Records contained in a dataset
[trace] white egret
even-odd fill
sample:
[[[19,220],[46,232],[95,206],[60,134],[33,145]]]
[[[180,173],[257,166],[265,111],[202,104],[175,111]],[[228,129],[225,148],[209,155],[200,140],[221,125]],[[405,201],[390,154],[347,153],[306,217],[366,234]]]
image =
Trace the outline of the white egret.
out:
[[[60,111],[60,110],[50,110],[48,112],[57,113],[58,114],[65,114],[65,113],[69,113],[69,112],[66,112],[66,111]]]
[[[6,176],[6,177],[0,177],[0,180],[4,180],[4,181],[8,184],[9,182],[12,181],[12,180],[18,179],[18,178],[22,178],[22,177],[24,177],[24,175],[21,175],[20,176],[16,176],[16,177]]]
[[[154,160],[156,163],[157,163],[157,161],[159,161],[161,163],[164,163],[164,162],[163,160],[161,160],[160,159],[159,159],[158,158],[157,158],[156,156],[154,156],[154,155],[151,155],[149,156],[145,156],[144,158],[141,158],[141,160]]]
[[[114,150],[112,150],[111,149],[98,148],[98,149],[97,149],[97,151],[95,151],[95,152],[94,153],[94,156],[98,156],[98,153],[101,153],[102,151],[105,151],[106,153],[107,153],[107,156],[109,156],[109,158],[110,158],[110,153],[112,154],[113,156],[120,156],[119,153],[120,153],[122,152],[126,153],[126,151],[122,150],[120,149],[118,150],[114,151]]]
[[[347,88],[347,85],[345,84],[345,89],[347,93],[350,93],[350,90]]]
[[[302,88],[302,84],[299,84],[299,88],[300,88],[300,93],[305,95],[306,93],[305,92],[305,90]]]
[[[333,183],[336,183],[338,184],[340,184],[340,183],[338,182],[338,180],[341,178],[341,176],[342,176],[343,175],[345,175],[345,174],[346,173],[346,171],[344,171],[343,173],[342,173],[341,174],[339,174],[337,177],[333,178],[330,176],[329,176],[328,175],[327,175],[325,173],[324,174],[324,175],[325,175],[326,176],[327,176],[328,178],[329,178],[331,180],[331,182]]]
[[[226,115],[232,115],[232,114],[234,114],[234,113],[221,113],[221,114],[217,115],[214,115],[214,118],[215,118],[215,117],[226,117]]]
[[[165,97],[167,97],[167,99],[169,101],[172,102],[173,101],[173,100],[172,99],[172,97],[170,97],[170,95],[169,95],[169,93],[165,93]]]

**Objective**
Quote the material exactly, leaving nothing out.

**Expected output**
[trace] white egret
even-odd fill
sample:
[[[19,220],[46,232],[95,206],[60,134],[33,145]]]
[[[180,173],[257,166],[265,111],[202,104],[175,111]],[[228,129],[225,148],[209,155],[200,140],[221,125]],[[405,201],[390,154],[347,153],[306,217],[366,234]]]
image =
Trace the outline of the white egret.
out:
[[[60,111],[60,110],[50,110],[48,112],[57,113],[58,114],[65,114],[65,113],[69,113],[69,112],[66,112],[66,111]]]
[[[6,176],[6,177],[0,177],[0,180],[4,180],[4,181],[8,184],[9,182],[12,181],[12,180],[18,179],[18,178],[22,178],[22,177],[24,177],[24,175],[21,175],[20,176],[16,176],[16,177]]]
[[[154,160],[156,163],[157,163],[157,161],[159,161],[161,163],[164,163],[164,162],[163,160],[161,160],[160,159],[159,159],[158,158],[157,158],[156,156],[154,156],[154,155],[151,155],[149,156],[145,156],[144,158],[141,158],[141,160]]]
[[[114,150],[112,150],[111,149],[98,148],[98,149],[97,149],[97,151],[95,151],[95,152],[94,153],[94,156],[98,156],[98,153],[101,153],[102,151],[105,151],[106,153],[107,153],[107,156],[109,156],[109,158],[110,158],[110,153],[112,154],[113,156],[120,156],[119,153],[120,153],[122,152],[126,153],[126,151],[122,150],[120,149],[118,150],[114,151]]]
[[[347,88],[347,85],[345,84],[345,89],[347,93],[350,93],[350,90]]]
[[[302,88],[302,84],[299,84],[299,88],[300,88],[300,93],[305,95],[306,93],[305,92],[305,90]]]
[[[333,183],[336,183],[338,184],[340,184],[340,183],[338,182],[338,180],[341,178],[341,176],[342,176],[343,175],[345,175],[345,174],[346,173],[346,171],[344,171],[343,173],[342,173],[341,174],[339,174],[337,177],[333,178],[330,176],[329,176],[328,175],[327,175],[325,173],[324,174],[324,175],[325,175],[326,176],[327,176],[328,178],[329,178],[331,180],[331,182]]]
[[[226,115],[232,115],[232,114],[234,114],[234,113],[221,113],[221,114],[217,115],[214,115],[214,118],[215,118],[215,117],[226,117]]]
[[[165,97],[167,97],[167,99],[169,101],[172,102],[173,101],[173,100],[172,99],[172,97],[170,97],[170,95],[169,95],[169,93],[165,93]]]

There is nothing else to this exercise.